▶ **EXERCISE REQUIREMENTS**
1. In the storm recollections, how tall were the sand dunes that stood between the president's summer home and the sea?
2. Extend the storm recollections from the point at which they stop.

▶ **PAGE EXTRACT**
^^^^^^^^^^^^^^^^

A day or two after the storm, the president of Trinity, Remsen B. Ogilby, asked four or five students to ride with him to see what damage had been done to his summer home on the beach at Weekapaug, Rhode Island. What a different story!

Between the house and the sea there had been two sand dunes, 16 to 20 feet tall, to protect the house from storms. They were completely leveled. The three-story house was tilted and resting on the large chimney. All the walls of the lowest floors were washed away!

Besides the president’s home, there were three or four large houses damaged but still there. Behind the homes, everything was flat, and debris was everywhere. The only thing visible was a large 50-foot boat resting on a hill of sand two blocks away, behind the houses.

Reverend Wayne L. Johnson ’40
Rock Island, Illinois

I had hitchhiked to Hartford from Allentown, Pennsylvania, in a vain attempt to find some way to pay for my sophomore year at Trinity after my father had gone broke. I was staying at the Delta Phi fraternity house when the storm hit after two days of heavy rains.

^^^^^^^^^^^^^^^^

Extracted records:
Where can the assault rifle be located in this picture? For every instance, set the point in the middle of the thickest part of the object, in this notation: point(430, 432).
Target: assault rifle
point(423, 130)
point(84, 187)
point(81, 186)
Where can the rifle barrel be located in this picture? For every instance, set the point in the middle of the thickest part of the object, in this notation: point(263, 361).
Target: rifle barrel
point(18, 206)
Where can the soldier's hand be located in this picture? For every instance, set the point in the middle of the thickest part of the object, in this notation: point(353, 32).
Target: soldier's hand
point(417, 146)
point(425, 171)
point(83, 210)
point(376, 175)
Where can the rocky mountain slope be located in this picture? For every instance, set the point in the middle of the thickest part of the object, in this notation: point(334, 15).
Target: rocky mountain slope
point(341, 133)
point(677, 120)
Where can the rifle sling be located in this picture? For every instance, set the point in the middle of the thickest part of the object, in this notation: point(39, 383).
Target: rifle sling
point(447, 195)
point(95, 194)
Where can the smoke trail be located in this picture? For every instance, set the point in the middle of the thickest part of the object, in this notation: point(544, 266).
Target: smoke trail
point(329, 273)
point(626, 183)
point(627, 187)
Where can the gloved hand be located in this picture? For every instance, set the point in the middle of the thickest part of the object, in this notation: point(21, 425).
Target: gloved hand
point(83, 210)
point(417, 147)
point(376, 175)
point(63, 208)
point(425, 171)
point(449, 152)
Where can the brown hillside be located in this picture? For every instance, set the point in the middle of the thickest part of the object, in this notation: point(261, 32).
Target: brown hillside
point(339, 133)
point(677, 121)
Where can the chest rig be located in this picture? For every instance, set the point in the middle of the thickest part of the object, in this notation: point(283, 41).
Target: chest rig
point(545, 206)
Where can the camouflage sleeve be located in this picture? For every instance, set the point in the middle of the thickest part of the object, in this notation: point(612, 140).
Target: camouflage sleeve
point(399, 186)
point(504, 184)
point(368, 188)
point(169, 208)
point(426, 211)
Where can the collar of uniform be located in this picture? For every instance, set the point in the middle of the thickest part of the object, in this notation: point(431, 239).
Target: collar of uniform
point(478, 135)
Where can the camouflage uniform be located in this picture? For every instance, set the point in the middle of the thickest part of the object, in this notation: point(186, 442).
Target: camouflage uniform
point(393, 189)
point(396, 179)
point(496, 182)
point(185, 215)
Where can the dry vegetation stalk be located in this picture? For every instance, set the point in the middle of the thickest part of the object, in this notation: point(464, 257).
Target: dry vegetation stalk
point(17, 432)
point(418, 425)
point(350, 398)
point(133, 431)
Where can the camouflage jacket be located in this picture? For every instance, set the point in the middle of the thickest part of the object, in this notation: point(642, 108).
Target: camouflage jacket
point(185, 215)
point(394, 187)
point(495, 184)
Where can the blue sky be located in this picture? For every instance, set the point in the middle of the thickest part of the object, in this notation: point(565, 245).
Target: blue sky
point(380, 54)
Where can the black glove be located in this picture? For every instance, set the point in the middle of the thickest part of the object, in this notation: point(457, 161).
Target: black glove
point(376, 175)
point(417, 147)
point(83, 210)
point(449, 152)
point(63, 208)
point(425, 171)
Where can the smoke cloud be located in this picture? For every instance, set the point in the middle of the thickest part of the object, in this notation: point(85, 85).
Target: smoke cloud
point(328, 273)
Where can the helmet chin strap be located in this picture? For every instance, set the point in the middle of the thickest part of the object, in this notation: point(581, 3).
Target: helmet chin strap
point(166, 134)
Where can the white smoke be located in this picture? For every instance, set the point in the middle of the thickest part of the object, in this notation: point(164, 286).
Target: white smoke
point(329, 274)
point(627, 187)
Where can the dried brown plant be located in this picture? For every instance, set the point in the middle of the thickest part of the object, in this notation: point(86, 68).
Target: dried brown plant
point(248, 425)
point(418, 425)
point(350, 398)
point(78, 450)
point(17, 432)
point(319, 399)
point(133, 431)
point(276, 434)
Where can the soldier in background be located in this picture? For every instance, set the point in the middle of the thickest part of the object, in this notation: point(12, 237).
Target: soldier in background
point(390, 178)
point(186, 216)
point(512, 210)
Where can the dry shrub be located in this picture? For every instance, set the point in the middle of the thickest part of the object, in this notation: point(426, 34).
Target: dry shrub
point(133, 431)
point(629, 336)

^^^^^^^^^^^^^^^^

▶ **RESULTS**
1. They were 16 to 20 feet tall.

2.
I remember the howling wind and rain, both greater than I had seen before (or since, I might add). I remember the towering elm trees on the campus and on Vernon Street fighting the winds, losing, and finally crashing to the ground, their massive roots now sticking up in the air for all to see.

I remember the young, nice, and pretty daughter of the house-mother crying hysterically in the fraternity house kitchen.

I remember the storm calming—but only temporarily, because this was the “eye” of the hurricane. A few of us ventured outside the fraternity house but went back in quickly when the backside of the “eye” hit. The backside, however, was weaker than the front of the storm, although still impressive.

The next day all that was left was the debris, trash, broken signs, shattered billboards, and broken windows. But most of all, the magnificent elm trees were now just corpses flat on the ground, never to cast shade on the city again.